* _WHAT YOU ARE ASKED TO DO_:
Determine how many lines in the entries contain the word "paint", and give that number with no other text.

* _DATA TO EXAMINE_:
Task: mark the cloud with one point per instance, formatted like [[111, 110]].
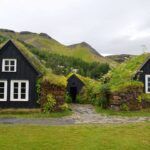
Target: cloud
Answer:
[[111, 26]]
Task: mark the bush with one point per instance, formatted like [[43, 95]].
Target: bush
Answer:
[[103, 99], [64, 107], [68, 98], [124, 107], [50, 104], [80, 99], [145, 97]]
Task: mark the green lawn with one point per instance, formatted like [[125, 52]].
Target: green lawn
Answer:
[[77, 137], [108, 112], [31, 113]]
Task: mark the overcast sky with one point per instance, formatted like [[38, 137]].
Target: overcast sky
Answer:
[[110, 26]]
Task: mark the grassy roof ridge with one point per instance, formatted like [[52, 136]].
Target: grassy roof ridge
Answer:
[[122, 75]]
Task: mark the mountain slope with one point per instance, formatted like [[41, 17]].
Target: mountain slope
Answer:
[[120, 58], [45, 42]]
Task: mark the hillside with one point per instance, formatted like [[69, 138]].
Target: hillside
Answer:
[[120, 58], [122, 75], [44, 42]]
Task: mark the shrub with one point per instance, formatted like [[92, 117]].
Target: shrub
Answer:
[[64, 107], [103, 99], [68, 98], [145, 97], [80, 99], [124, 107], [50, 104]]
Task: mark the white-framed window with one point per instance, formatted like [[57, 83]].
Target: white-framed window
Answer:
[[3, 90], [147, 83], [19, 90], [9, 65]]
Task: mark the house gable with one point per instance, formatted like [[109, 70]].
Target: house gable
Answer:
[[10, 50], [24, 77], [143, 75]]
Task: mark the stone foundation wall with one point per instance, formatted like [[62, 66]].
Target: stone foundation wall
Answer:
[[58, 93], [128, 97]]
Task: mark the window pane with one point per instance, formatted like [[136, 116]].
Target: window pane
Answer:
[[6, 68], [15, 85], [23, 91], [12, 63], [23, 85], [15, 90], [1, 90], [1, 96], [23, 96], [12, 68], [6, 62], [15, 96], [2, 84]]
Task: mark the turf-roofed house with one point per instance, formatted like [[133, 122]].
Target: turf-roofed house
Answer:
[[74, 86], [143, 75], [130, 84], [17, 78]]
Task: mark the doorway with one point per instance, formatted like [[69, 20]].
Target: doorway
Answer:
[[73, 94]]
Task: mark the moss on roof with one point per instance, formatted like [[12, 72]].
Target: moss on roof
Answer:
[[47, 74], [88, 82], [122, 75]]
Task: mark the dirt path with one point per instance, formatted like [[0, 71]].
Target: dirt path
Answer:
[[83, 114]]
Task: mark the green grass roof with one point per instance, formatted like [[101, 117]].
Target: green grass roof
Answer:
[[123, 74]]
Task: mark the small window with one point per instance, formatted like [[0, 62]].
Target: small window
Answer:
[[3, 90], [9, 65], [19, 90], [147, 84]]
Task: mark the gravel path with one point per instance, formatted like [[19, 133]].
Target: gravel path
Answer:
[[83, 114]]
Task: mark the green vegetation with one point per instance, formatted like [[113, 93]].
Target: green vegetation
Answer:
[[121, 77], [64, 65], [77, 137], [31, 113], [46, 43], [108, 112]]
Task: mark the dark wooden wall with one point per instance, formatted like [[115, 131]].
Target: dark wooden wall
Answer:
[[145, 70], [25, 71], [74, 81]]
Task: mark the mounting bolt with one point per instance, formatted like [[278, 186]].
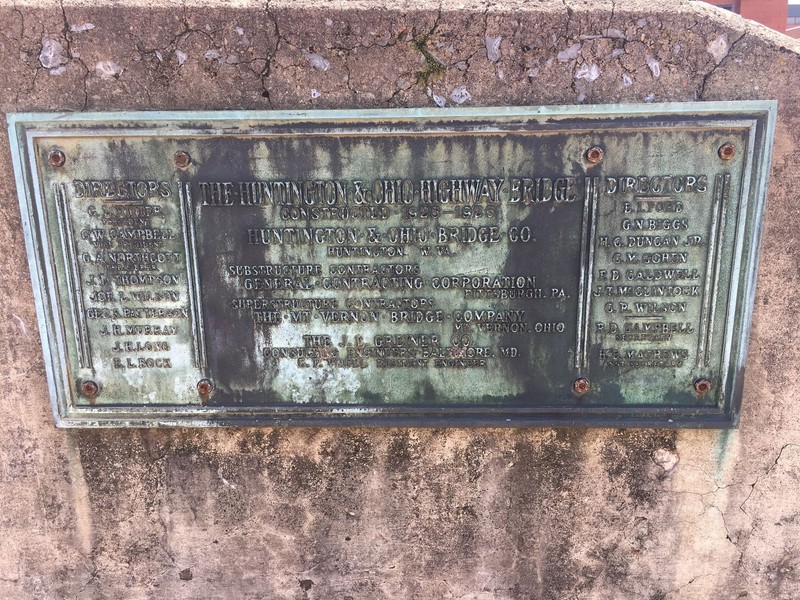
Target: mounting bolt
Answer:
[[727, 151], [56, 158], [594, 154], [89, 388], [182, 159], [205, 387], [702, 386], [581, 386]]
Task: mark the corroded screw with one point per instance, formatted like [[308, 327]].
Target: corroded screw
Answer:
[[182, 159], [205, 387], [594, 154], [89, 388], [702, 386], [727, 151], [581, 386], [56, 158]]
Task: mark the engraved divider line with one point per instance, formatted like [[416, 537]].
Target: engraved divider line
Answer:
[[192, 275], [74, 287], [587, 268], [725, 198], [711, 274]]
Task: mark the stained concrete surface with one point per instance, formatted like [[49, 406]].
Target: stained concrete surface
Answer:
[[400, 513]]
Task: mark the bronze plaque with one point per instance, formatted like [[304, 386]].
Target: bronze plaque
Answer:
[[589, 266]]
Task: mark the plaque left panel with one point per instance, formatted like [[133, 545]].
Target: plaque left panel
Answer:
[[109, 236]]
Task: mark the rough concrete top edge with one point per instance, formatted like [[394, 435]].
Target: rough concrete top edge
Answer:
[[624, 6], [336, 116], [619, 7]]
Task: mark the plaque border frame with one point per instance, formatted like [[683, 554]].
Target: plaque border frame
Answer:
[[23, 128]]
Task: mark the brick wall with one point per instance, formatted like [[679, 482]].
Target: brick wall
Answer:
[[771, 13]]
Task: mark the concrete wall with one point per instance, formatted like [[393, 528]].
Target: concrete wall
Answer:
[[407, 513]]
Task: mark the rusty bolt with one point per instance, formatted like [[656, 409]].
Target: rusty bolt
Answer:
[[56, 158], [727, 151], [205, 387], [594, 154], [182, 159], [89, 388], [702, 386], [581, 386]]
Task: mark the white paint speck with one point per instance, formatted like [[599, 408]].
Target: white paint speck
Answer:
[[107, 69], [320, 63], [718, 48], [81, 28], [460, 95], [570, 53], [51, 56], [655, 67], [437, 99], [492, 47], [666, 459], [587, 72], [21, 324]]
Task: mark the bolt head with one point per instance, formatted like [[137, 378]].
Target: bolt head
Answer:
[[89, 388], [594, 154], [581, 386], [205, 387], [702, 386], [56, 158], [182, 159], [727, 151]]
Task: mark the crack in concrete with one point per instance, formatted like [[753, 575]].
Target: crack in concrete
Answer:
[[702, 87]]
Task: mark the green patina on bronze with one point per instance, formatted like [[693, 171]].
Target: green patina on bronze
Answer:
[[585, 266]]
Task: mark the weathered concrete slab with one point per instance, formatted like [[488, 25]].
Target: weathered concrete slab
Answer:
[[400, 513]]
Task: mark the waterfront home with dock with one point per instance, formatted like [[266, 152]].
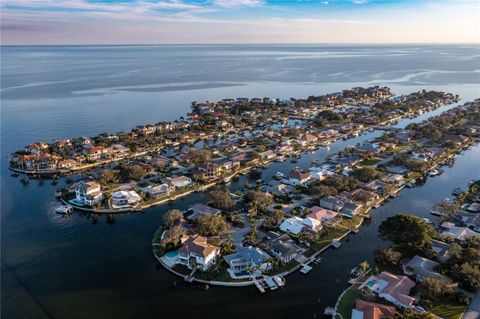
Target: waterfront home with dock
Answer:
[[393, 288], [196, 252], [87, 193]]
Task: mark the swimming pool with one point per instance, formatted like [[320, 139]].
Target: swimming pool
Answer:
[[172, 254]]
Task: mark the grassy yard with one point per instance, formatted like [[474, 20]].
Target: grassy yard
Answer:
[[325, 240], [184, 270], [346, 303], [351, 222], [449, 309]]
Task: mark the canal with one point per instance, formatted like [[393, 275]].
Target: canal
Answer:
[[54, 267]]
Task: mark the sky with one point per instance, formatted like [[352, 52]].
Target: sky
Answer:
[[238, 21]]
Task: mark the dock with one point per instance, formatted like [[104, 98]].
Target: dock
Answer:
[[305, 269]]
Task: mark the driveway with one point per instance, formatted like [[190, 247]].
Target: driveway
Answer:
[[473, 310]]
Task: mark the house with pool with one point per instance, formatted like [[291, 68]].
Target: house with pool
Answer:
[[196, 253]]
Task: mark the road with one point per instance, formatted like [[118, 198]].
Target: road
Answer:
[[473, 310]]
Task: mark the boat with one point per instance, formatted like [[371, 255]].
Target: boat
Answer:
[[457, 191], [279, 280], [356, 271], [279, 175], [305, 269], [428, 221], [64, 209], [271, 283], [434, 172], [336, 243], [437, 213]]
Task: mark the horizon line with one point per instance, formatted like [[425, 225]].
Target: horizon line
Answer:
[[245, 44]]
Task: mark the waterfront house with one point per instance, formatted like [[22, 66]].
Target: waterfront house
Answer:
[[199, 209], [197, 253], [441, 250], [125, 198], [66, 164], [470, 220], [350, 209], [371, 310], [37, 161], [359, 195], [391, 178], [422, 268], [94, 153], [36, 148], [332, 202], [457, 233], [88, 193], [246, 259], [393, 288], [267, 155], [322, 214], [374, 186], [179, 182], [280, 189], [295, 225], [282, 247], [117, 150], [298, 177], [156, 191]]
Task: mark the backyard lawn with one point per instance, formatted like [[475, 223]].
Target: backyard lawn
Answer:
[[346, 303], [448, 309]]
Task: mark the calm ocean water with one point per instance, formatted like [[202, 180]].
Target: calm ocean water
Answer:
[[57, 268]]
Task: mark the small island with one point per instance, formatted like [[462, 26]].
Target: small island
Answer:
[[259, 234], [431, 269]]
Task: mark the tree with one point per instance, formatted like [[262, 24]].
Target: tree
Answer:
[[365, 174], [447, 209], [171, 217], [211, 225], [201, 156], [221, 200], [364, 265], [228, 247], [388, 256], [468, 275], [320, 191], [172, 238], [131, 172], [434, 289], [251, 237], [407, 231], [108, 176], [273, 220], [258, 199]]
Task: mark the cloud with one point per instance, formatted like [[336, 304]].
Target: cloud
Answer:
[[239, 3]]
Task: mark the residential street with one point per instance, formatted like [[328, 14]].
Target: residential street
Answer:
[[473, 310]]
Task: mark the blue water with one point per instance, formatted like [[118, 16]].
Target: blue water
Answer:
[[54, 267]]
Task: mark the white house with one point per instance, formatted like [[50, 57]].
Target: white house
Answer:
[[393, 288], [125, 198], [88, 193], [196, 252], [296, 225], [179, 182]]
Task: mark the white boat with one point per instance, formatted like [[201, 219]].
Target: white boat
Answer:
[[336, 243], [434, 172], [428, 221], [279, 175], [279, 280], [271, 283], [63, 209]]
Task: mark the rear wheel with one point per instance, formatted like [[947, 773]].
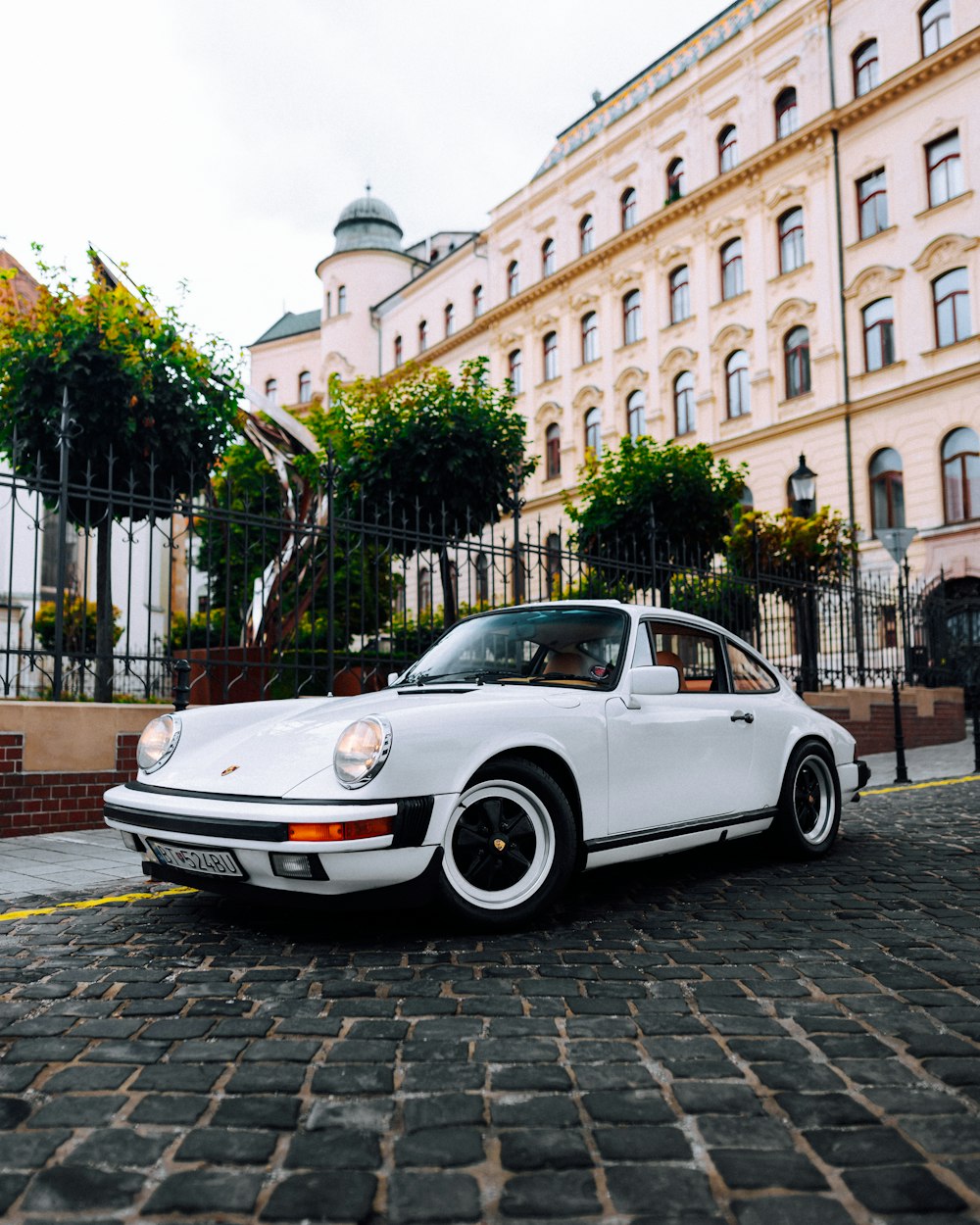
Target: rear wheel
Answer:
[[509, 847]]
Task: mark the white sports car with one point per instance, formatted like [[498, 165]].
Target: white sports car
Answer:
[[524, 745]]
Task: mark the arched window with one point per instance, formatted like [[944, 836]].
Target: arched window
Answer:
[[593, 432], [632, 318], [865, 68], [589, 337], [733, 279], [936, 25], [550, 353], [951, 307], [675, 179], [797, 361], [548, 258], [684, 403], [514, 371], [636, 415], [887, 496], [960, 475], [628, 209], [680, 294], [787, 116], [728, 148], [736, 382], [553, 451], [792, 250], [878, 326]]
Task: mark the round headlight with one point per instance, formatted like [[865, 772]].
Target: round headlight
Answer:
[[362, 751], [157, 743]]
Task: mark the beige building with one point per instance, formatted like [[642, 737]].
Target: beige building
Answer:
[[768, 240]]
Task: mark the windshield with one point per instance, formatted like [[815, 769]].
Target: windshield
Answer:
[[532, 646]]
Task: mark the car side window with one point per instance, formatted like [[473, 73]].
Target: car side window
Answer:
[[749, 675], [695, 653]]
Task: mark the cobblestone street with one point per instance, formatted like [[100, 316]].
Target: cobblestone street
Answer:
[[709, 1038]]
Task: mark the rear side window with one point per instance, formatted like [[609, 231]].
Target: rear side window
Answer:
[[749, 675]]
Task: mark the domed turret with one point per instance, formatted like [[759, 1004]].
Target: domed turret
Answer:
[[368, 224]]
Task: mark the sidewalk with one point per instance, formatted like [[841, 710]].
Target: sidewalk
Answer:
[[96, 860]]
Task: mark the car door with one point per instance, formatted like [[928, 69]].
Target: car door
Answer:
[[685, 758]]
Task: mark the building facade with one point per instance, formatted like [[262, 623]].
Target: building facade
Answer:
[[768, 241]]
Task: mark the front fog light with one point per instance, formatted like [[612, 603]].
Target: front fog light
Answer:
[[362, 751]]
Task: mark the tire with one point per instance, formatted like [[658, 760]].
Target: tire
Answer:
[[510, 846], [808, 813]]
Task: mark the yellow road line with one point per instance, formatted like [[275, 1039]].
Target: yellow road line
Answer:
[[915, 787], [93, 902]]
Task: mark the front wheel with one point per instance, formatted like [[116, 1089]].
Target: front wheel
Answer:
[[808, 804], [510, 846]]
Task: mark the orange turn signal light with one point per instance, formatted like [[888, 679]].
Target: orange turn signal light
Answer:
[[342, 831]]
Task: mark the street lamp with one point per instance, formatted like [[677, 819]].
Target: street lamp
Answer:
[[804, 484]]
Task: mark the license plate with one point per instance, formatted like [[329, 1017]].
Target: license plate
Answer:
[[197, 858]]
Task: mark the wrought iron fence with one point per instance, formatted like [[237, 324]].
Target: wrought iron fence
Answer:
[[314, 598]]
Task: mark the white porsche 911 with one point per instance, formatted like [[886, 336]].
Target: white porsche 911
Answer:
[[524, 745]]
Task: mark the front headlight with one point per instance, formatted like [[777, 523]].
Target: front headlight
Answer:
[[158, 741], [362, 751]]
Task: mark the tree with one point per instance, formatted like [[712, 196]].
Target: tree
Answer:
[[148, 407], [655, 501], [427, 455]]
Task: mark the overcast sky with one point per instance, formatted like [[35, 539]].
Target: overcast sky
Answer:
[[216, 141]]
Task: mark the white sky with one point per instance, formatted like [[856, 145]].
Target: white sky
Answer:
[[216, 141]]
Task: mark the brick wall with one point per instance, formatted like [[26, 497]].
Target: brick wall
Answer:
[[48, 802]]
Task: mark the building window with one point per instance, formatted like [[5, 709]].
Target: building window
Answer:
[[936, 25], [548, 258], [636, 415], [787, 116], [589, 337], [792, 251], [945, 170], [880, 333], [632, 318], [951, 305], [872, 205], [675, 179], [736, 382], [514, 371], [797, 361], [553, 451], [680, 294], [550, 351], [593, 432], [960, 475], [865, 67], [887, 496], [733, 282], [728, 148], [628, 209], [684, 403]]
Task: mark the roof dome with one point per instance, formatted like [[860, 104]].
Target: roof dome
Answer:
[[368, 224]]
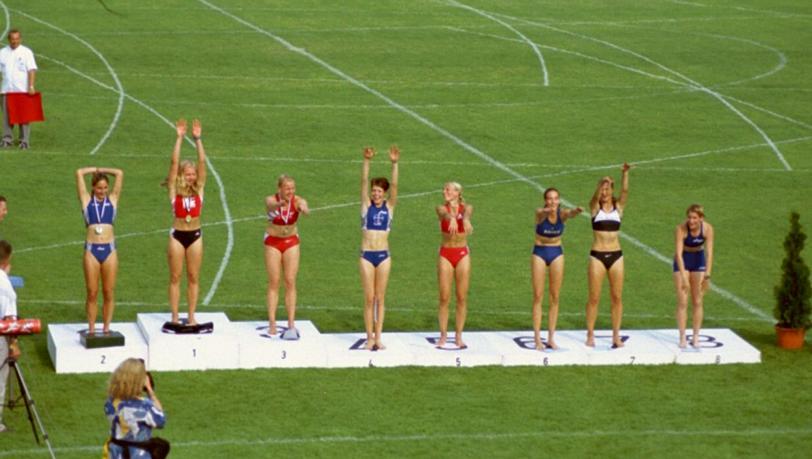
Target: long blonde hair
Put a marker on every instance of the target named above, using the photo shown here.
(127, 381)
(181, 187)
(458, 187)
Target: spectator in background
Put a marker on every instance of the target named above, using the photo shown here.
(19, 71)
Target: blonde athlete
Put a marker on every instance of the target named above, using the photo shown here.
(376, 218)
(693, 263)
(606, 256)
(100, 259)
(454, 262)
(186, 182)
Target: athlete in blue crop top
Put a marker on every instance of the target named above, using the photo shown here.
(376, 217)
(548, 256)
(606, 256)
(100, 258)
(693, 261)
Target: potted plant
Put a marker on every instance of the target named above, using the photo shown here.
(792, 294)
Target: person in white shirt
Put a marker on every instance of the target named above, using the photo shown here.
(8, 310)
(19, 71)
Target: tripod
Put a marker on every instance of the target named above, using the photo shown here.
(25, 398)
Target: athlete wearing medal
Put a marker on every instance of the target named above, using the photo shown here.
(186, 181)
(100, 259)
(282, 247)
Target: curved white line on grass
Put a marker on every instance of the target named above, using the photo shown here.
(530, 42)
(468, 437)
(101, 57)
(466, 146)
(690, 82)
(647, 74)
(226, 211)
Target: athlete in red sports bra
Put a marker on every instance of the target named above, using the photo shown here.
(282, 247)
(453, 262)
(186, 181)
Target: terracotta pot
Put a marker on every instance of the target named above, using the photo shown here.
(790, 338)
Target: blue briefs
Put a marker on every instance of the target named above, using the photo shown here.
(548, 253)
(694, 262)
(376, 257)
(100, 251)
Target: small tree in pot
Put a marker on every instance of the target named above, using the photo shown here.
(792, 295)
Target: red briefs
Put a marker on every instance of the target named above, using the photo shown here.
(281, 243)
(454, 254)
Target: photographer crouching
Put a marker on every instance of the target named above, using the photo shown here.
(8, 311)
(133, 410)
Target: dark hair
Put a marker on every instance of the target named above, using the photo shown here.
(98, 177)
(381, 182)
(5, 251)
(549, 190)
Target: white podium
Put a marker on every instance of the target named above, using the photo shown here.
(69, 356)
(170, 352)
(260, 350)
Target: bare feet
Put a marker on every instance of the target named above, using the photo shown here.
(443, 339)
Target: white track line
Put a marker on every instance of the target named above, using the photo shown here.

* _PROBLEM SOLUTION_:
2